» To do:
a) In the text on chicken skin appendage development, at about what embryonic day do skin appendages begin to form along the midline of dorsal skin?
b) Translate this sentence from the text on chicken skin appendage development into Spanish: "The buds then become slightly raised into symmetric short feather buds."
[[ Reading text, beginning ]]
In our lab, we study the development of chicken skin appendages (feathers, scales) as a model for organogenesis. We are interested in characterizing the cellular and molecular activities underlying the developmental process. For this purpose, we commonly grow the skin as explants on culture inserts (Falcon) where time-lapse video microscopy is easily performed. This is a valuable tool that aids the understanding of such events.
Skin appendages start to develop along the midline of dorsal skin about embryonic day 6.5 (E6.5) resulting from a series of epithelial-mesenchymal interactions. Subsequent rows of feathers develop bilaterally from the midline. The feather buds first become evident as epithelial placodes overlying dermal condensations. At this stage, each feather bud is surrounded by a hexagon of adjacent buds. Hence, experimental perturbations can be readily assessed. The buds then become slightly raised into symmetric short feather buds. As they elongate they develop anterior–posterior asymmetries. They then invaginate to form feather follicles. Apoptosis causes the previously ensheathed feather follicles to open, allowing them to unfurl into diverse feather shapes.
[[ Reading text, end ]]
[[ Source material, beginning ]]
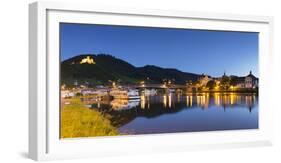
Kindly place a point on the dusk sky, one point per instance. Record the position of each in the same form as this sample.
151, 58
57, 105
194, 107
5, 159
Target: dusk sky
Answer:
195, 51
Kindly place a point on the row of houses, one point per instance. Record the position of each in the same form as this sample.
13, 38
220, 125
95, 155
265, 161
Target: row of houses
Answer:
249, 81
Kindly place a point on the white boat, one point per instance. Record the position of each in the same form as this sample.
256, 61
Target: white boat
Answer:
123, 104
119, 93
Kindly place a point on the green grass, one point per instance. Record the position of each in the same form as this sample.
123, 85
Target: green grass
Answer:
79, 121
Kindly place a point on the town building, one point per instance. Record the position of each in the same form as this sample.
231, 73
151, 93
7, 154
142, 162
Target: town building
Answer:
204, 79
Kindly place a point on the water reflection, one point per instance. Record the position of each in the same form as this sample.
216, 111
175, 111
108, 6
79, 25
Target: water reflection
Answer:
126, 114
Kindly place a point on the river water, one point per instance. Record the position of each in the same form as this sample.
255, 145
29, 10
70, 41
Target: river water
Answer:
170, 113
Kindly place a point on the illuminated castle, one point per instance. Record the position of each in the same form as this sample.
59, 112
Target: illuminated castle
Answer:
87, 60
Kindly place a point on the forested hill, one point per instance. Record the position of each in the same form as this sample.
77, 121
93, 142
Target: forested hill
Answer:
102, 69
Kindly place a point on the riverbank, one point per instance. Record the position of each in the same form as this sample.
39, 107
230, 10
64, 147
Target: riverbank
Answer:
80, 121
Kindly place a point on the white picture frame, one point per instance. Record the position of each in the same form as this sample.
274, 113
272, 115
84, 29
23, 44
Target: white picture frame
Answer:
44, 142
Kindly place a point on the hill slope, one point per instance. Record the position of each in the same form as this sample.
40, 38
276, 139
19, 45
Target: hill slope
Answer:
108, 68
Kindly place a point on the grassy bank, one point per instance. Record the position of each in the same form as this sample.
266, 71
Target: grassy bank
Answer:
79, 121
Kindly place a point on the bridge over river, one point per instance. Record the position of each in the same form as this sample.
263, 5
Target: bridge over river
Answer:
162, 86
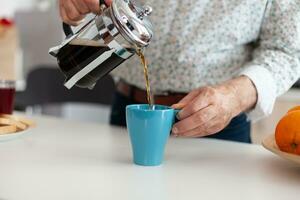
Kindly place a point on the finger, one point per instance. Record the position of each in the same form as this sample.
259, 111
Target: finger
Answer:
202, 130
201, 101
81, 7
189, 97
72, 12
195, 120
108, 2
93, 6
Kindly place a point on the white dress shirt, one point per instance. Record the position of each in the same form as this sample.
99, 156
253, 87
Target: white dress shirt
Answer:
205, 42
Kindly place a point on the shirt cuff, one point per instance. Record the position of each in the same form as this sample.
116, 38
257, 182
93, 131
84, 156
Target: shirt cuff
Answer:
266, 91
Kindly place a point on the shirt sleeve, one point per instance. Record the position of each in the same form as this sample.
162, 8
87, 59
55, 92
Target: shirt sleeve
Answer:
275, 65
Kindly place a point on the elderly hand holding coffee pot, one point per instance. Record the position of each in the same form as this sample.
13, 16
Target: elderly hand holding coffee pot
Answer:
221, 63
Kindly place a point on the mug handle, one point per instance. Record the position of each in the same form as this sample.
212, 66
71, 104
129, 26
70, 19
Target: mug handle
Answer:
176, 111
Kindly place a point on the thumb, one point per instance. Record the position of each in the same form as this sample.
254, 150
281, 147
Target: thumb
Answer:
108, 2
183, 102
[[ Source material, end ]]
» Responses by task:
a) About embryonic day 6.5 (E6.5).

b) Luego, los esbozos se elevan ligeramente y se convierten en esbozos de pluma cortos y simétricos.